Please give the lines of the records below as a JSON list of strings, one string per line, leaving out any blank lines. Include only the part that opens with the line containing "object: wooden fence" and closes with the line containing "[268,513,319,562]", both of those lines included.

# Start of Raw records

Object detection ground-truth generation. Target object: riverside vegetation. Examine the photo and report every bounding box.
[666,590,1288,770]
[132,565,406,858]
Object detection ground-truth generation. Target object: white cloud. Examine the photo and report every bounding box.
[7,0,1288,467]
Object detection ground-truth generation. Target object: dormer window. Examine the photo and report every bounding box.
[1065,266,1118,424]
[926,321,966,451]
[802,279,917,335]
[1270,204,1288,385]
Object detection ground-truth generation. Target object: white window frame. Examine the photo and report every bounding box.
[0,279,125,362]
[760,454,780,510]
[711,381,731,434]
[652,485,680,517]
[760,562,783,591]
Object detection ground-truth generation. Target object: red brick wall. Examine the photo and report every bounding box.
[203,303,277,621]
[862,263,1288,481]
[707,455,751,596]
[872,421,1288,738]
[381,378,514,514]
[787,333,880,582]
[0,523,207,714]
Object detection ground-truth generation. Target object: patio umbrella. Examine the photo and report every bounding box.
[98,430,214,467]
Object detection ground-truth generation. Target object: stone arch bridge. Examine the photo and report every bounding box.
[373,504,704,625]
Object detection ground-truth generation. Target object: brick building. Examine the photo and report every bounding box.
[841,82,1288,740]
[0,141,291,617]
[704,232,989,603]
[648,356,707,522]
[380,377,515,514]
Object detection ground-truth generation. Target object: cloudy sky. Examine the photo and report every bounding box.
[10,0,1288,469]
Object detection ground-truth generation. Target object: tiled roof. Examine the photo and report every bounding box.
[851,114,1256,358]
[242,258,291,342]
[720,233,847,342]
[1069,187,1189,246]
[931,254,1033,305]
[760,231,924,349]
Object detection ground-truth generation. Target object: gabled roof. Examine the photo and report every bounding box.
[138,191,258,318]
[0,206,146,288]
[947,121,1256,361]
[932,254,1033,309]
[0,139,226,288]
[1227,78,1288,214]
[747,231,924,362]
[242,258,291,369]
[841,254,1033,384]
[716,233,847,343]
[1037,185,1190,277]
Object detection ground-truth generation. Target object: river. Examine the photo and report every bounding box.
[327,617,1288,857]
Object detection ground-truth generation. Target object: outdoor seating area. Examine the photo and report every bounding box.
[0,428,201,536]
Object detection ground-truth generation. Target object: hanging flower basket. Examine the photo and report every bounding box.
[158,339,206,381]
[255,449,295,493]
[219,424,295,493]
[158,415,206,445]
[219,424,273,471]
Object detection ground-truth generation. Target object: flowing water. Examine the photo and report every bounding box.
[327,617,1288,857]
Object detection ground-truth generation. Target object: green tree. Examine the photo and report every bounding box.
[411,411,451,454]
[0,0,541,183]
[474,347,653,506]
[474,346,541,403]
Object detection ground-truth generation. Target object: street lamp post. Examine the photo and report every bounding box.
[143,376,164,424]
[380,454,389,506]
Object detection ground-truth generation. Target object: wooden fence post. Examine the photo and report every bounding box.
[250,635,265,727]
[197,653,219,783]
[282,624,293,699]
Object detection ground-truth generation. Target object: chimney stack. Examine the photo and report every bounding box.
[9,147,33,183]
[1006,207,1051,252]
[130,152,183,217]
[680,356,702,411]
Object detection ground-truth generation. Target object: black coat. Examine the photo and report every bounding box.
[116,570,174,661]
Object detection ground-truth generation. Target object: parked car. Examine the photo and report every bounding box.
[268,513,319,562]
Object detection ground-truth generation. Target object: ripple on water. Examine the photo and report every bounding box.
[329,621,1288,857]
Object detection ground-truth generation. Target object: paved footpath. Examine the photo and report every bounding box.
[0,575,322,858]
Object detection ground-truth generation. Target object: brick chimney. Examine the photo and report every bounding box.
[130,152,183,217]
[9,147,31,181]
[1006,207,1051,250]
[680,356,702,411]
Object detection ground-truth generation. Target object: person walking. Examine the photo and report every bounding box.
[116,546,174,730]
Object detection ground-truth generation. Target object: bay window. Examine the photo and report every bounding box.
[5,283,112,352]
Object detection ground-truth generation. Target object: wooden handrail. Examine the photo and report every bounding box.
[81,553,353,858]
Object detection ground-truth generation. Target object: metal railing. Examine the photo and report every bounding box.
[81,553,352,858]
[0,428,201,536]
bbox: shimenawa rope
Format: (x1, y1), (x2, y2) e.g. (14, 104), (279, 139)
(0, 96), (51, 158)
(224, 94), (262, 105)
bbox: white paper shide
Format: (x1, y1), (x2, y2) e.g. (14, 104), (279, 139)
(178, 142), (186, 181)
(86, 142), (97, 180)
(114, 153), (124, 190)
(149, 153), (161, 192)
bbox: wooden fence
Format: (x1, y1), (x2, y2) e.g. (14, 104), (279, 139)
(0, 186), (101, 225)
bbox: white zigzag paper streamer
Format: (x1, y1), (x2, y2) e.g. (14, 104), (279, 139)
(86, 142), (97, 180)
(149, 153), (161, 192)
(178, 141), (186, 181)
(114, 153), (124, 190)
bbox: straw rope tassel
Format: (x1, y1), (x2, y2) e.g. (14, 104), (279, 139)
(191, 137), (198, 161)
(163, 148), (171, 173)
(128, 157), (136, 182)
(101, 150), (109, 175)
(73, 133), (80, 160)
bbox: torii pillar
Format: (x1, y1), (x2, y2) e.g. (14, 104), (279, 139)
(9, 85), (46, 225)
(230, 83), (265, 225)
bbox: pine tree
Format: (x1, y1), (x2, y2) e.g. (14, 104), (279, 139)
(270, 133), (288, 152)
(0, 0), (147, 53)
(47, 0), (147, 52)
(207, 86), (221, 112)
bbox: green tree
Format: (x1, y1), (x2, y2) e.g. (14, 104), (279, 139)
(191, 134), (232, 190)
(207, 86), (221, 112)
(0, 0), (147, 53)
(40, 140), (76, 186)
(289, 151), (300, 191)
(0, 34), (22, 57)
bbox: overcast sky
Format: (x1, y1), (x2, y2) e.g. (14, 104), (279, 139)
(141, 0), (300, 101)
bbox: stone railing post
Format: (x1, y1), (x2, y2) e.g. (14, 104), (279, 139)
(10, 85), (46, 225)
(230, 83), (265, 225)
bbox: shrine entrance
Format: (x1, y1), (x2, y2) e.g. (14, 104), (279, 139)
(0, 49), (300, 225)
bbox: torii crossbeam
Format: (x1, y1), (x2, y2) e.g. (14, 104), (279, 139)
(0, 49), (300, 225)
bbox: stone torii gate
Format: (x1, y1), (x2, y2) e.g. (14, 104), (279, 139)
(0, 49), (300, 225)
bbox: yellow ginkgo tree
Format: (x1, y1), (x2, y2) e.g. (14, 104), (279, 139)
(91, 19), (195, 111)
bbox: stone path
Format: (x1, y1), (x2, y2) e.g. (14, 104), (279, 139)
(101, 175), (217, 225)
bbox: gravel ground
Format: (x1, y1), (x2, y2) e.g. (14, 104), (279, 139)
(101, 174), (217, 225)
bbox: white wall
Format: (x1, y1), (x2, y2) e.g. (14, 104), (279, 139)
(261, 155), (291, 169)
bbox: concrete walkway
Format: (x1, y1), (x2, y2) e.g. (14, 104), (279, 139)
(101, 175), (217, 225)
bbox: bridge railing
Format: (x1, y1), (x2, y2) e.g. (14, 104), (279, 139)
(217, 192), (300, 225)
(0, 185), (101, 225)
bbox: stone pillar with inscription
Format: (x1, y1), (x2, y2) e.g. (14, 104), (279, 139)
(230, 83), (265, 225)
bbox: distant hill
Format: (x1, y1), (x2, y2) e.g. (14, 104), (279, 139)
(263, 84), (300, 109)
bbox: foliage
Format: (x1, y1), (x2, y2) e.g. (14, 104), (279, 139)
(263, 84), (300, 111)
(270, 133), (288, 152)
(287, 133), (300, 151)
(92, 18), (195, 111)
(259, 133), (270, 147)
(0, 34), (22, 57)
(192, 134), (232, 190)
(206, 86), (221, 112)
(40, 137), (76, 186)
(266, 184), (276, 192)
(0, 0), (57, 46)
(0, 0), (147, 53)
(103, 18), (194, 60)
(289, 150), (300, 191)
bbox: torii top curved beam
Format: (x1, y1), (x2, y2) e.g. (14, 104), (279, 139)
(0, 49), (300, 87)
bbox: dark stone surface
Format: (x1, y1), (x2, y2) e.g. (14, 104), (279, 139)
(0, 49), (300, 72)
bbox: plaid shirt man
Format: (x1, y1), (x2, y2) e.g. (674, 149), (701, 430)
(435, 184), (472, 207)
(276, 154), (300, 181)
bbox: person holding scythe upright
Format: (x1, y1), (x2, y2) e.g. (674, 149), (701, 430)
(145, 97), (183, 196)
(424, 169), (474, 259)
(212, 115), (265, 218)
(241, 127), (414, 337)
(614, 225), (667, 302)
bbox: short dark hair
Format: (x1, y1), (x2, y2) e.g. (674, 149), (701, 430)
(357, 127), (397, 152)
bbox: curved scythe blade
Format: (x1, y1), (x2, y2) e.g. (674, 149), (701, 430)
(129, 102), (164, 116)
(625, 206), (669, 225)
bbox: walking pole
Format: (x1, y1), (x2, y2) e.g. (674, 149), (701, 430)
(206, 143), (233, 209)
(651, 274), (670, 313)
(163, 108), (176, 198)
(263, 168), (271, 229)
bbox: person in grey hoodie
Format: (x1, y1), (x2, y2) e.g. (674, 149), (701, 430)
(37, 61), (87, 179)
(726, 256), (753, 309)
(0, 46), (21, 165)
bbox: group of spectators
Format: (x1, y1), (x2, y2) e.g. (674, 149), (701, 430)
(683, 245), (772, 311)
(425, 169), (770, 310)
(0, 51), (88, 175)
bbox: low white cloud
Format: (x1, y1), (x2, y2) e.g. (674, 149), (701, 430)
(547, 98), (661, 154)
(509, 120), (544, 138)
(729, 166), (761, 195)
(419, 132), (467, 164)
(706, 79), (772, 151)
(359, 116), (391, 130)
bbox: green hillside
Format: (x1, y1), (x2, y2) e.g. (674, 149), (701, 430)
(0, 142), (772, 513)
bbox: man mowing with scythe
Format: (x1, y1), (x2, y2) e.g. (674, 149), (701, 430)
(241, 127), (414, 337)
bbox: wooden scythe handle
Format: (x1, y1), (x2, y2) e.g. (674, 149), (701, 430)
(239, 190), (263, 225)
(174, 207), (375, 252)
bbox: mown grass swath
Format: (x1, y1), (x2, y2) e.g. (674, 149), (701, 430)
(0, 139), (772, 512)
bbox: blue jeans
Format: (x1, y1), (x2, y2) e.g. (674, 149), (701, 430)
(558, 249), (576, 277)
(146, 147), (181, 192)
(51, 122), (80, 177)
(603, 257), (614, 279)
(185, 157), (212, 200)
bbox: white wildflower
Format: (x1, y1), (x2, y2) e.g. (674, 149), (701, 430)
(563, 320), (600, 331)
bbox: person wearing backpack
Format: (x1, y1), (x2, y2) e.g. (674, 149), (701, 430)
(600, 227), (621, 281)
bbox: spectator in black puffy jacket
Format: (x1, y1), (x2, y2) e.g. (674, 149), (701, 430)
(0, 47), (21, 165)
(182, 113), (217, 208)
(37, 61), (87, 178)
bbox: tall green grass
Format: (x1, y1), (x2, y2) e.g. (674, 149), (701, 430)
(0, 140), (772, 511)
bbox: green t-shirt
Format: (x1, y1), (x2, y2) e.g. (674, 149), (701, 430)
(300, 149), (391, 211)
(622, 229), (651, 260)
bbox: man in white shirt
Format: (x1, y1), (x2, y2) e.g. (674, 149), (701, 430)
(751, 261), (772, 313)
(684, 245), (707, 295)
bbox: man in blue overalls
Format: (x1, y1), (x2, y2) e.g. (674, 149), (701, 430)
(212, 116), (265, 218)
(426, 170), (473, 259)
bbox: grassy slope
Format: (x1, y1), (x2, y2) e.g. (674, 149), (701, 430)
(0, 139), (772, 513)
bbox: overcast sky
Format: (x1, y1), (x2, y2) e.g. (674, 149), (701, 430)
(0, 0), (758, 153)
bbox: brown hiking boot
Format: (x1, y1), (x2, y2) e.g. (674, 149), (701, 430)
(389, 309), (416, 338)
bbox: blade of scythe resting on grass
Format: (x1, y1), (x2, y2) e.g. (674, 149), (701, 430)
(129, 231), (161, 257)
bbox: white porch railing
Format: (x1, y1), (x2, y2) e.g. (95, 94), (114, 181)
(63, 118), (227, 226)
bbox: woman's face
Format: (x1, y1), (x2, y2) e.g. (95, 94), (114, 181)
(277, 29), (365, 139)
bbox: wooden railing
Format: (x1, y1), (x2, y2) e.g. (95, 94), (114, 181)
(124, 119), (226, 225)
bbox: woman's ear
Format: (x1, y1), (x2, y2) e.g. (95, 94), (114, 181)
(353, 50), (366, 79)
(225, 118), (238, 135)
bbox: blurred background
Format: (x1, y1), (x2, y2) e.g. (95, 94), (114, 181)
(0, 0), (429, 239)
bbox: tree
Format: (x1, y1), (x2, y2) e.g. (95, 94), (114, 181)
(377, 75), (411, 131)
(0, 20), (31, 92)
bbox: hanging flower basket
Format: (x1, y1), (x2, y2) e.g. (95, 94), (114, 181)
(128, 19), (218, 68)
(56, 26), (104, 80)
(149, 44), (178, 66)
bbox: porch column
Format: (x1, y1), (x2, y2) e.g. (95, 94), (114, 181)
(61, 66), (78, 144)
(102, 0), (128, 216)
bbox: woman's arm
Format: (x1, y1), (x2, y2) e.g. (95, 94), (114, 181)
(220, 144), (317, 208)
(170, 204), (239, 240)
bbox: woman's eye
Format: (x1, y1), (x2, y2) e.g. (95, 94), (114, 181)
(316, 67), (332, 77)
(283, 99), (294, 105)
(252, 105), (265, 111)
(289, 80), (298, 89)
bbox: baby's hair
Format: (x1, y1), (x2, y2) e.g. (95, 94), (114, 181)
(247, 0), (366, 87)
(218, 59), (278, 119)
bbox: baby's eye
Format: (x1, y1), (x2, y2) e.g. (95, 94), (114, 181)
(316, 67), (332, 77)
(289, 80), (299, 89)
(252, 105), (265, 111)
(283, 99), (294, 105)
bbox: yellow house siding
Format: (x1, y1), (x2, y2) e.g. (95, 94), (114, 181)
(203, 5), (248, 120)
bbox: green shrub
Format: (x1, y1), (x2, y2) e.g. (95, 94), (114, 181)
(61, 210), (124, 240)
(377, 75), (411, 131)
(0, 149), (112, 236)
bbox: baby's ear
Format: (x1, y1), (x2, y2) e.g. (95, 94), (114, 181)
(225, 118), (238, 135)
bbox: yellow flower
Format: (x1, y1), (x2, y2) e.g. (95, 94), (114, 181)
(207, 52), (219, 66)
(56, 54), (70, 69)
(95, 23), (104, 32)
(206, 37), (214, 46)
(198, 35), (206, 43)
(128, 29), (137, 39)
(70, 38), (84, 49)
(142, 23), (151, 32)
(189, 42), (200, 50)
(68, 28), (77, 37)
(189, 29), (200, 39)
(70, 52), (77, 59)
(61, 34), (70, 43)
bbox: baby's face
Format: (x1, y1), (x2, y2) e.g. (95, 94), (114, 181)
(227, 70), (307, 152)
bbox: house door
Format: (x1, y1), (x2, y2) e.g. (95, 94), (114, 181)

# End of Raw records

# Written answer
[
  "Object detection ground-truth generation. Target object: wooden fence post. Examine the photo and report every bounding box.",
  "[250,635,265,727]",
  "[197,653,219,783]",
  "[282,624,293,699]",
  "Object detection ground-truth generation. Target object: chimney stack. Examine the photo and report every bounding box.",
  "[9,147,33,183]",
  "[1006,207,1051,252]",
  "[130,152,183,217]",
  "[680,356,702,411]",
  "Object detection ground-truth generation. Target object: black coat. Examine the photo and report every bounding box.",
  "[116,570,174,661]",
  "Object detection ground-truth generation. Target object: parked car. Examine the photo and report every bounding box.",
  "[268,513,319,562]"
]